# [FRAGMENTO DE ORIGEN]
==============================
Cuando el economista Adam Smith estaba escribiendo eso su influyente libro "La riqueza de las naciones", en la década de 1770, trataba de explicar que aunque "el hombre está casi permanentemente necesitado de la ayuda de sus semejantes" resulta inútil esperarla a menos de que ofrezca un trato.
"Todo trato es: dame esto que deseo y obtendrás esto otro que deseas tú; así obtenemos la mayor parte de los bienes que necesitamos".
Es por eso que cuando acudimos a ese carnicero, cervecero o panadero, "no recurrimos a su humanidad, sino a su egoísmo, y jamás les hablamos de nuestras necesidades sino de sus ventajas".
Pero, ¿qué pasa cuando se trata de recaudar dinero para obras de caridad?
En estos días, se nos habla con frecuencia no de nuestras ventajas sino de las necesidades de otras personas.
La caridad se ha convertido en un gran negocio, aunque es difícil decir cuán grande: hay pocos datos confiables.
Un estudio reciente estima que los británicos, por ejemplo, donan 54 peniques por cada 100 libras esterlinas. Eso es tres veces más que los alemanes, pero tres veces menos que los estadounidenses.
Según mis cálculos, eso es más o menos lo que los británicos gastan en cerveza, no mucho menos de lo que gastan en carne y tres veces más de lo que gastan en pan.
En importancia económica, la recaudación de fondos de caridad está a la altura del carnicero, cervecero y panadero.
La caridad, por supuesto, es tan vieja como la humanidad.
==============================
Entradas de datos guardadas
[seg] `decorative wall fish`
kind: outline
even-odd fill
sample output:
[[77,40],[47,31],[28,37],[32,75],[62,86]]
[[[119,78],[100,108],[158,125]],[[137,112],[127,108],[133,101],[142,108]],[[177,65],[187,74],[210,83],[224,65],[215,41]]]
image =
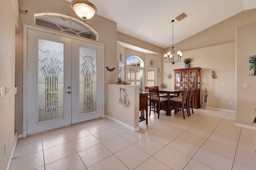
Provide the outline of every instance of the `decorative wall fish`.
[[113,67],[112,68],[110,68],[108,67],[108,66],[106,66],[106,68],[107,69],[107,71],[110,71],[110,72],[114,71],[114,70],[116,69],[114,67]]

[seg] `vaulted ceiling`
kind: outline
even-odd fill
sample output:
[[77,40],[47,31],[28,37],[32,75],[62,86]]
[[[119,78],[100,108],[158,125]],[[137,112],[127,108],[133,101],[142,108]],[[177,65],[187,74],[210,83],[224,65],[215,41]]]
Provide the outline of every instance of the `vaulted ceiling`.
[[[72,0],[65,0],[71,2]],[[97,14],[114,22],[117,31],[166,48],[240,12],[256,0],[90,0]],[[175,18],[188,16],[178,21]]]

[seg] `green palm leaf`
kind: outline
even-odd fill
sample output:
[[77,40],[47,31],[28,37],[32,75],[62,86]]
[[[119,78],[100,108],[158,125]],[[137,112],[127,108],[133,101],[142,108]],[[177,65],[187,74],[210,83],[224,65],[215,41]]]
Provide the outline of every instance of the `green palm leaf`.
==============================
# [TAREAS PLANTEADAS]
A – Responde, según el fragmento sobre la caridad, cada pregunta en su propia línea:
(i) ¿En qué década escribía Adam Smith "La riqueza de las naciones"?
(ii) ¿Cuántos peniques donan los británicos por cada 100 libras esterlinas, según el estudio citado?
(iii) ¿En qué producto gastan los británicos más o menos lo mismo que donan?
B – Explica en una a tres oraciones por qué, según el fragmento sobre la caridad, al acudir al carnicero, cervecero o panadero apelamos a su egoísmo y no a su humanidad.
C – Prosigue, por favor, el fragmento sobre la caridad a partir de su última oración.
El listado no tiene ningún papel en esto.

# [RESULTADOS POR TAREA]
A –
(i) En la década de 1770.
(ii) 54 peniques.
(iii) En cerveza.

B – Según Smith, aunque el hombre necesita casi siempre la ayuda de sus semejantes, es inútil esperarla si no ofrece un trato. Todo trato consiste en dar al otro lo que desea a cambio de lo que uno desea, y así se obtiene la mayor parte de los bienes necesarios. Por eso les hablamos de sus ventajas y no de nuestras necesidades.

C –
La antigua costumbre religiosa del diezmo, aquella de dar indirectamente una décima parte de los ingresos a causas dignas, hace que las donaciones modernas de menos de US$1 de cada US$100 parezcan irrisorias.
Aun así, los impuestos han reemplazado los diezmos y muchos recaudadores de fondos modernos no tienen la ventaja de decir que hablan por Dios.
Ahora tienen que ser profesionales en el arte la persuasión, y hay un hombre que es considerado como el padre de ese campo: Charles Sumner Ward.
A finales del siglo XIX, comenzó a trabajar para la Asociación Cristiana de Hombres Jóvenes, más conocida como la YMCA.
Era "un hombre de tamaño mediano", según el New York Post, "y tan amable que nunca se sospecharía que tenía tal poder para influir en los bolsillos reacios".
La primera vez que ese poder llamó atención fue en 1905, cuando sus empleadores lo enviaron a Washington DC para recaudar dinero para un nuevo edificio.
Ward convenció a un donante rico de que prometiera donar una gran cantidad de efectivo, pero solo si el público recaudaba el resto. Luego estableció una fecha límite artificial para que eso sucediera.
Los diarios reportaron su hazaña con gran entusiasmo.
Ward aplicó sus métodos en muchos otros proyectos. El plan solía tener:
- un objetivo
- un límite de tiempo
- un reloj de campaña que mostraba el progreso
- trucos publicitarios planeados con precisión militar
En el mundo moderno, todos parecen familiares, pero cuando Ward llegó a Londres en 1912, eran novedosos.
El diario Times quedó adecuadamente impresionado por su "conocimiento de la naturaleza humana y una aplicación extremadamente astuta de los principios comerciales para asegurar la ventaja en el momento psicológico".
La Primera Guerra Mundial trajo más innovaciones para recaudar fondos, como las loterías o la venta de banderas, que tienen equivalentes modernos en pulseras, cintas y calcomanías que muestran que has dado dinero.
Para 1924, Ward tenía una compañía de recaudación de fondos y publicitaba cuánto había recaudado para todo, desde boy scouts hasta templos masónicos.
Para los herederos modernos de Charles Sumner Ward, ¿qué se considera una "aplicación inteligente de los principios comerciales"?
Ejecutivos de publicidad entrevistados para el diario británico The Guardian nos dan algunas pistas.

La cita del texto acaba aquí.